[INFORMATION SHOWN]:
━━━━━━━━━━━━━━━━━━━━
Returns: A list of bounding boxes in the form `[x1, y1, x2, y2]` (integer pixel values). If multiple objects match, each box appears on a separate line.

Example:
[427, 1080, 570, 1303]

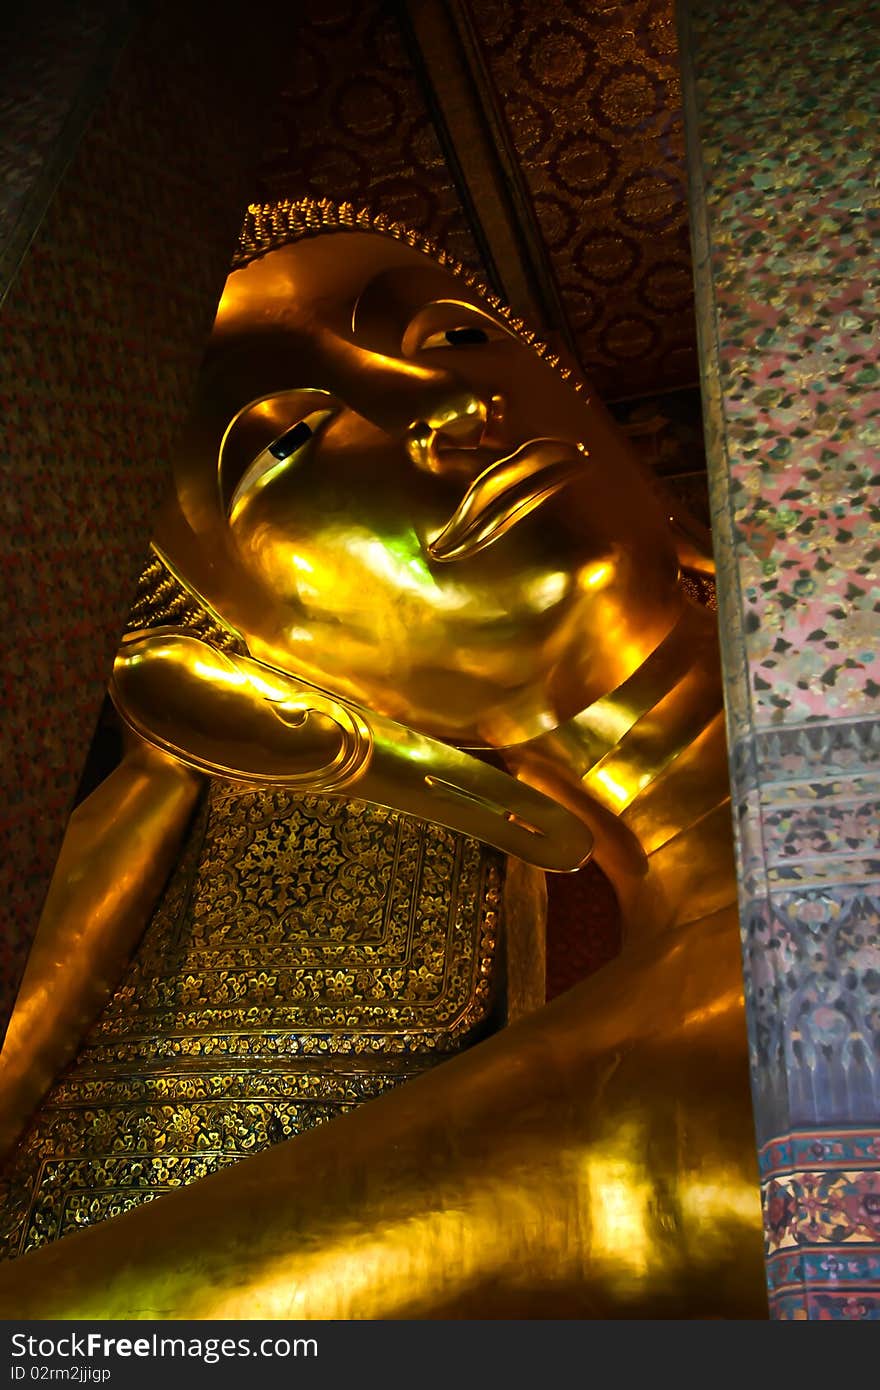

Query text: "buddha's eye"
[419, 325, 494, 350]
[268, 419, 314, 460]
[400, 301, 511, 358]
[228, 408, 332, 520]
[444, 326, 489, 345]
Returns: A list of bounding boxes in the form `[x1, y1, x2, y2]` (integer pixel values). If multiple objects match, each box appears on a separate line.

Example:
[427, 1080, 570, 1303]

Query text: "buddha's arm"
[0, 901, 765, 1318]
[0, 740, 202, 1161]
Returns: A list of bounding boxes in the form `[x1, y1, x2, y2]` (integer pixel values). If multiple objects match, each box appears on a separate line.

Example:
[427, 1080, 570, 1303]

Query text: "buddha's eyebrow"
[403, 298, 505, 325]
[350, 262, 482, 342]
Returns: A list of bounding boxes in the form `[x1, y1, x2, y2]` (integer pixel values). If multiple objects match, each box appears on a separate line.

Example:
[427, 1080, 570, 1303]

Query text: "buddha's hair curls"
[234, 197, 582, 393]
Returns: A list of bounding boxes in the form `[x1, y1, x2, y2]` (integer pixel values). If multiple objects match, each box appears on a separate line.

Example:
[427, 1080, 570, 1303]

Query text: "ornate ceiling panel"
━━━━━━━━━━━━━━━━━━━━
[WHAT THE TASK ASKS]: Your reply must reproduce all of the entries exactly and contain no pictures.

[COMPLETED EXERCISE]:
Returns: A list of bounding boxes in the form `[x1, y1, x2, y2]` (integer pixel values). If multiple objects match, each box appears on a separate line.

Example:
[427, 1080, 570, 1303]


Query text: "buddha's eye"
[419, 325, 494, 350]
[268, 419, 314, 460]
[400, 301, 511, 358]
[228, 408, 332, 520]
[444, 326, 489, 345]
Returns: A list of bounding boxes in the form `[x1, y1, x2, y2]` (integer pixel values). If multiple objects match, each box appears on a separate line.

Example:
[427, 1080, 570, 1303]

Query text: "buddha's arm"
[0, 901, 765, 1318]
[0, 740, 202, 1161]
Returns: A list of bounding boxes in the form `[x1, y1, x2, y2]` (integer pixel values). If multiple objects match, each box appears on a separate line.

Example:
[427, 1080, 570, 1303]

Query text: "buddha's eyebrow"
[403, 298, 505, 325]
[350, 262, 482, 342]
Returns: A list of bounding boxes in the form `[x1, y1, x2, y2]` (integer pixel values). If multiple objects match, each box appears on a separate line.

Example:
[427, 1080, 570, 1303]

Query text: "buddha's hair curls"
[234, 197, 582, 393]
Returns: A list of bounding boxes in the form `[x1, y1, x2, y2]` (integer pixel values). If multiple objects match, each box appears on a separate line.

Example:
[427, 1080, 570, 1303]

Query text: "ornate ceiling panel"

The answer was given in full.